Okay sie gehören zur Runde dazu, aber sind alle im Bereich des Hohen Gras zu finden oder gibt es noch mehr? Zum Charakter eines Trailparks passen die recht gut zu dem, was noch entstehen soll, dazu. Gerade  der Trail vom Uhlenstein in nordwestlicher Richtung parallel zur Straße gefällt mir sehr gut. 



onkel_c schrieb:


> das dürfte so erstmal schwierig werden, da das hess. Forstgesetz dieses zulässt. Ohne eine amtliche Sperrung (Verbot) wird das nichts. Und ohne Grund keine Sperrung. Nur weil am hohen Gras ein paar Meter bikerfreundliches Gelände dann ist, wird als Grund kaum ausreichen!


Ich hoffe, dass Du Recht behalten wirst. In der Berichterstattung ist schon immer von illegalen Strecken *und* den schützenswerten Osthängen die Rede.

AUFGABENSTELLUNG:
1. Welcher Trail wird im Forenauszug über den Trailpark besonders hervorgehoben?
2. Gib im Forenauszug über den Trailpark den Abschnitt von „Okay sie gehören“ bis einschließlich „mir sehr gut.“ wortgetreu wieder.
3. Schreibe den Forenauszug über den Trailpark am Hohen Gras im Anschluss an seinen letzten Satz weiter.

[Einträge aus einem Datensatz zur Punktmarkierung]
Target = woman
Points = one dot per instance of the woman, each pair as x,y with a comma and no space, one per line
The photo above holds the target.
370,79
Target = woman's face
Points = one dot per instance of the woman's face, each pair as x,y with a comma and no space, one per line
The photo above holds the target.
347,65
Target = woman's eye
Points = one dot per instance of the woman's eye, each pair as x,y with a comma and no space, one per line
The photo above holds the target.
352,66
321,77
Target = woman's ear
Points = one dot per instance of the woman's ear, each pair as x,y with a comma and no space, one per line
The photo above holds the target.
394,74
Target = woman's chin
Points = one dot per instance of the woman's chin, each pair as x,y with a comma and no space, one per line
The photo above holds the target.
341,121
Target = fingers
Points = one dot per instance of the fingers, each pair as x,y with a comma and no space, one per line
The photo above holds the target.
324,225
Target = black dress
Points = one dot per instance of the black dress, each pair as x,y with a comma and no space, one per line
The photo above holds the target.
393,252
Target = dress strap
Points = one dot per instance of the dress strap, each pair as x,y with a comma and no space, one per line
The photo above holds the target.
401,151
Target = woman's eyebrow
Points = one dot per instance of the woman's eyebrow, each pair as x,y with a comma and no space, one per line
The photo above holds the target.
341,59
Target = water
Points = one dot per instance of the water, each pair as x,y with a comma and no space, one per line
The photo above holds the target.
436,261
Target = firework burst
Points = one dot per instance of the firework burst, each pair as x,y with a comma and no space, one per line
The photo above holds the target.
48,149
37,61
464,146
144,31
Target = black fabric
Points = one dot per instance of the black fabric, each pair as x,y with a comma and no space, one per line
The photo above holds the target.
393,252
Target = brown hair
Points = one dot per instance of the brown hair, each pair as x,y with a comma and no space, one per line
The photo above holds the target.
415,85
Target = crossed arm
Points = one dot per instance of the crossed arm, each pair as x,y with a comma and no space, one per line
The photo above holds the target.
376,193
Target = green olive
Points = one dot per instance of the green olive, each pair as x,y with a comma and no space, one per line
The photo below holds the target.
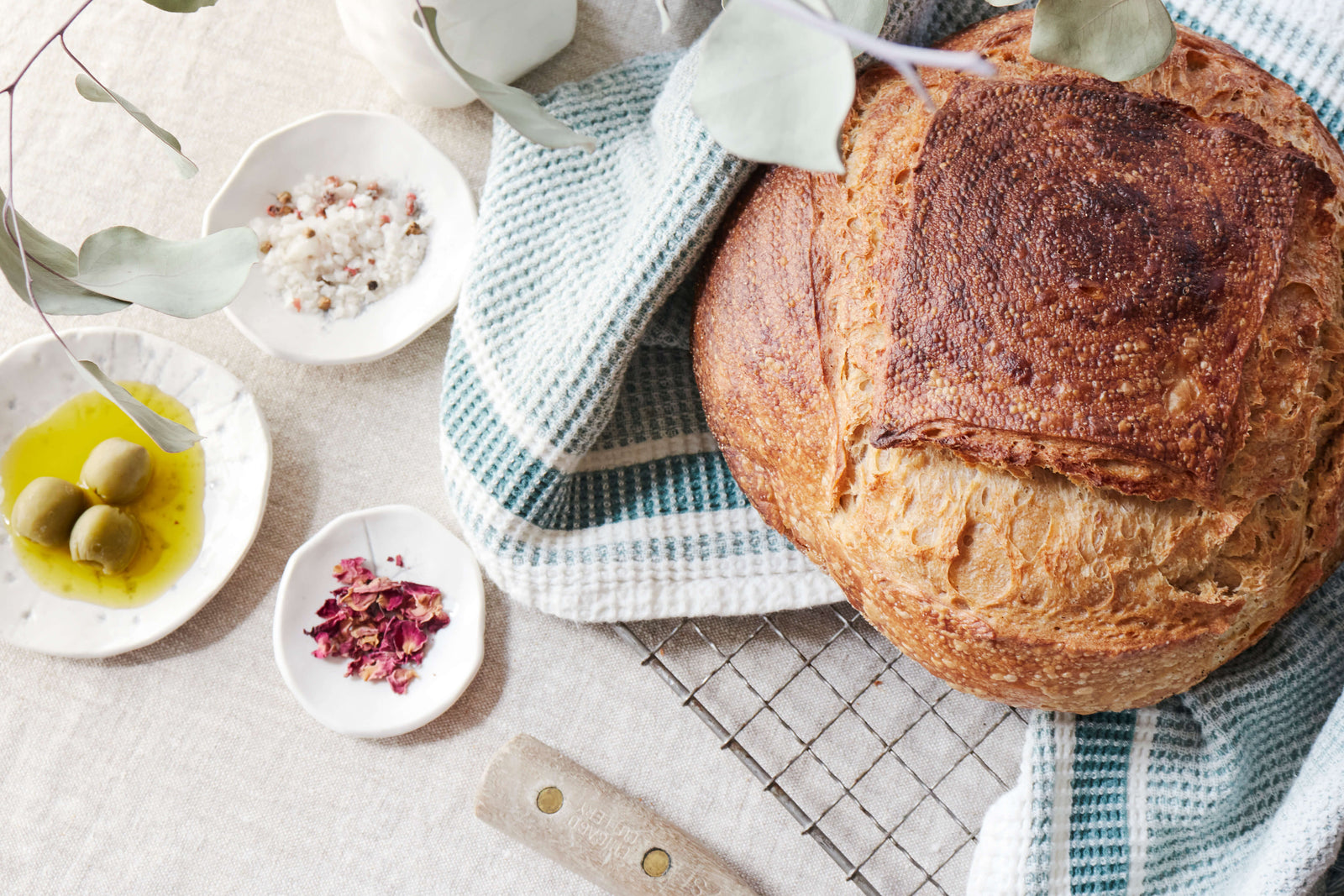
105,537
118,470
46,511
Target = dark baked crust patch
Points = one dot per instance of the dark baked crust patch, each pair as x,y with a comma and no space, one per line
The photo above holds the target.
1085,271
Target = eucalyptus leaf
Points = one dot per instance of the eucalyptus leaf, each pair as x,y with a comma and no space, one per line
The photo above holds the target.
167,434
515,107
1116,39
181,6
92,90
864,15
51,268
772,89
185,278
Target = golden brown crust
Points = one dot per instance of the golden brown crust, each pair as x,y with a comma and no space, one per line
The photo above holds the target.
1085,271
1021,584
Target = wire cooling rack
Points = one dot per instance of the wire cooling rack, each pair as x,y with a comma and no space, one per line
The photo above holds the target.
886,768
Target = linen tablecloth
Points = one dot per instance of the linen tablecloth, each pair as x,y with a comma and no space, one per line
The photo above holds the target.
581,465
187,768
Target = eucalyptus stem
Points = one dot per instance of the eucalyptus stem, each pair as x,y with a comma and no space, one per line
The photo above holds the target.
900,56
10,212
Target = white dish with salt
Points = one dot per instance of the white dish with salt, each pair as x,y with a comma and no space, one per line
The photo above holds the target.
366,148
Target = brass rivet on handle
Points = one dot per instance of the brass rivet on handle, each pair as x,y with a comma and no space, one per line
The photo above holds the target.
550,799
656,862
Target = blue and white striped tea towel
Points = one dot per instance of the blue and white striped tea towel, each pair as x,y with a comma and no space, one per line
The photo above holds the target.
581,466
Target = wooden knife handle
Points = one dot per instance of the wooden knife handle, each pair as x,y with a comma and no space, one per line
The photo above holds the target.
562,810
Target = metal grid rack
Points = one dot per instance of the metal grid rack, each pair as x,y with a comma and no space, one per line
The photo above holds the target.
886,768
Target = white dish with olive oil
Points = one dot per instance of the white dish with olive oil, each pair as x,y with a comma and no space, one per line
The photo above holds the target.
233,470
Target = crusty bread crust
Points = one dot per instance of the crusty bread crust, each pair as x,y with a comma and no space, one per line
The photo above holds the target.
1012,580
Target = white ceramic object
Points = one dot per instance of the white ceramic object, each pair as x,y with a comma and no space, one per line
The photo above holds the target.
432,555
360,145
496,39
35,378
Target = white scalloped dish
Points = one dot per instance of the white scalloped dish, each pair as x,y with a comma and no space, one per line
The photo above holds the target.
362,145
430,555
35,378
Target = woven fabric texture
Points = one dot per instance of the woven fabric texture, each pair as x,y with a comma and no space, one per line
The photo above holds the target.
578,459
1236,788
575,445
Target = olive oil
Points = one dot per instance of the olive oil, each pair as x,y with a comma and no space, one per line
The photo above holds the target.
170,512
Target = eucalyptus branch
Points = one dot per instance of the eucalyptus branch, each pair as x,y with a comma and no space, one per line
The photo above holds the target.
118,266
893,54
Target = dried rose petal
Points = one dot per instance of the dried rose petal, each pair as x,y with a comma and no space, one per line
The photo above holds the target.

LÖSUNGEN NACHEINANDER:
1. Der Trail vom Uhlenstein in nordwestlicher Richtung parallel zur Straße.

2.
Okay sie gehören zur Runde dazu, aber sind alle im Bereich des Hohen Gras zu finden oder gibt es noch mehr? Zum Charakter eines Trailparks passen die recht gut zu dem, was noch entstehen soll, dazu. Gerade  der Trail vom Uhlenstein in nordwestlicher Richtung parallel zur Straße gefällt mir sehr gut.

3.
"Das Fahren auf illegal angelegten Trails im Bereich des Bergparks und den besonders sensiblen Osthängen – vom Ahnegraben bis zum Hirzstein – soll unterbunden werden." 









						Naturpark Kassel: Endlich Skilift und legale Trails für Mountainbike-Fans
					

Im Naturpark Kassel entsteht im Habichtswald ein Paradies für Mountainbike-Begeisterte – zwölf Jahre hat es von der Idee bis zur Umsetzung gedauert.




					www.hna.de
				







onkel_c schrieb:


> Ja, es ist schön, dass sich endlich was bewegt. Die Frage ist nur WAS. Meiner Meinung braucht es gerade auch längere Naturtrails. Auf der Rückseite Richtung Ehlen gäbe es Möglichkeiten. Allein Hohes Gras mit dem was aufgezeigt wurde, dürfte kaum dauerhaft erfolgreich sein.


Naturtrails sind für mich das A&O. Auf der Trailmap dann zu sehen, dass gerade der schwere Singletrail zur Hälfte direkt neben der Liftspur auf der Wiese verläuft, weckt bei mir keine Begeisterung.


----------



## BennyISG (20. Dezember 2022)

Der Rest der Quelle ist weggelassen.